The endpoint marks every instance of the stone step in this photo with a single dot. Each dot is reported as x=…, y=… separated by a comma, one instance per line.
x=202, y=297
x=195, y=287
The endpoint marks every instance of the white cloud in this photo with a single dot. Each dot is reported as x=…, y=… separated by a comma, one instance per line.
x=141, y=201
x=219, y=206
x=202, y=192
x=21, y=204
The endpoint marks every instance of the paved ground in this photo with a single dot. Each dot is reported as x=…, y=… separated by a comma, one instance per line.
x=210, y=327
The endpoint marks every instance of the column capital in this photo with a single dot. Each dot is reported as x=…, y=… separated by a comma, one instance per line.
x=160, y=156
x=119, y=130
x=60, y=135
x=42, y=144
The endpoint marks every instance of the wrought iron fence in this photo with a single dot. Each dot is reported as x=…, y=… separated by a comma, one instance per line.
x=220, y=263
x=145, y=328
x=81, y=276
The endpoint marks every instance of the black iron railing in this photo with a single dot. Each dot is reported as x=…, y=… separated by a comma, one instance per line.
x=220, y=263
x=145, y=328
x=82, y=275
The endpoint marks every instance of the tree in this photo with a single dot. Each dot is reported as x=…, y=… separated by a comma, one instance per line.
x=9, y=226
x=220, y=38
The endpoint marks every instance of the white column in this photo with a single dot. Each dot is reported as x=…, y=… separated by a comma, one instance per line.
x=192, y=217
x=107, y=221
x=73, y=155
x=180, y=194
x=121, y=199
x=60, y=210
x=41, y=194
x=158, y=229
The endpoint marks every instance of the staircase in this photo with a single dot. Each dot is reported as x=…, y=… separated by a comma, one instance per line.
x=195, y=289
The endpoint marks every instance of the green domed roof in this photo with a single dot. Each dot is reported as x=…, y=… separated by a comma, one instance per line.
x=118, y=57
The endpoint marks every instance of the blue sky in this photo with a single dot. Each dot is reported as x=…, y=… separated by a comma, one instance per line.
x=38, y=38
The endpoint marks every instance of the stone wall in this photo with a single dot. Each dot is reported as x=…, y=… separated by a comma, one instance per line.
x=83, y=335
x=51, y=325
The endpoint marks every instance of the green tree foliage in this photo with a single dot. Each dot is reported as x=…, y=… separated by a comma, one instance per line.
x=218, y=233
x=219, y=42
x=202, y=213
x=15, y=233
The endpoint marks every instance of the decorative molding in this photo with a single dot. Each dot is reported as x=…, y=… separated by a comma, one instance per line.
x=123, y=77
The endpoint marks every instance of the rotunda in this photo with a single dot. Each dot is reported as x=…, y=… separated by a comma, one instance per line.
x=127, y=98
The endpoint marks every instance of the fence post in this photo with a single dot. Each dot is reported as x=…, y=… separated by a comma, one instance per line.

- - - - - - -

▶ [Task objective]
Rewrite every one of the entries above with "endpoint" swapped for "service" wherever it occurs, keeping all other text unchanged.

▶ [Worked solution]
The service marks every instance of the stone step in this photo with a single dot. Each dot is reported as x=…, y=… separated by a comma, one instance per line.
x=202, y=297
x=195, y=287
The service marks every instance of the white cloud in this photo with a single dot. Each dot is reported as x=…, y=… separated by a comma, one instance per line.
x=141, y=201
x=219, y=206
x=202, y=192
x=21, y=204
The service marks every instance of the paved ground in this photo with a single dot. Each dot is reported as x=…, y=… separated by a comma, one instance per line.
x=210, y=327
The service marks every instance of the column capital in this photo with a single dot. Each dot is reported as x=…, y=… separated by a comma, one instance per line.
x=160, y=156
x=119, y=130
x=60, y=135
x=42, y=144
The service marks every instance of the wrought iron fence in this photo with a single dot. Each dot is reported as x=…, y=… separated by a comma, one instance per line.
x=220, y=263
x=145, y=328
x=81, y=276
The service marks every instance of the black iron railing in this photo with a single dot. Each dot is reported as x=…, y=… separated by a comma, one instance per line.
x=220, y=263
x=145, y=328
x=82, y=275
The service marks every instance of the tree in this photo with a single dot. Each dot is reported as x=…, y=… separated by a comma, one instance per line.
x=9, y=226
x=220, y=38
The service marks every instance of the white column in this photo with a single dot. Each dot is reported as x=…, y=… separated by a comma, one instance per line.
x=192, y=217
x=107, y=221
x=73, y=155
x=180, y=194
x=121, y=199
x=60, y=210
x=41, y=194
x=158, y=229
The service marks every instance of the staircase in this photo with a single dot. Each dot is reported as x=…, y=… separated by a comma, one instance per line.
x=195, y=289
The service marks every instance of the green domed roof in this photo with a single dot. Each dot is reported as x=…, y=… separated by a comma, one instance per line.
x=118, y=57
The service marks every instance of the blue sky in this photo with a single dot. Each dot is reported as x=…, y=… separated by a comma, one instance per line.
x=38, y=38
The service marks every instance of the stone wall in this photo with a single dot. Each dot is reported as x=…, y=… separated by a comma, one instance per line.
x=83, y=335
x=51, y=325
The service marks every instance of the green tree foliage in this photo with a single dot. Each dot is reported as x=…, y=… separated by a comma, one instance per line.
x=218, y=233
x=219, y=42
x=202, y=213
x=15, y=233
The service marks every instance of the decorative molding in this photo with a single dot. Each dot is reported as x=…, y=… separated by a comma, one instance per line.
x=123, y=77
The service marks every instance of the rotunda in this photo with a single dot. Each dot is reported as x=…, y=… separated by a comma, one instance per line.
x=127, y=98
The service marks every instance of the fence post in this photo with a single dot. Each dot is reported as x=…, y=… separated by a comma, one instance per line.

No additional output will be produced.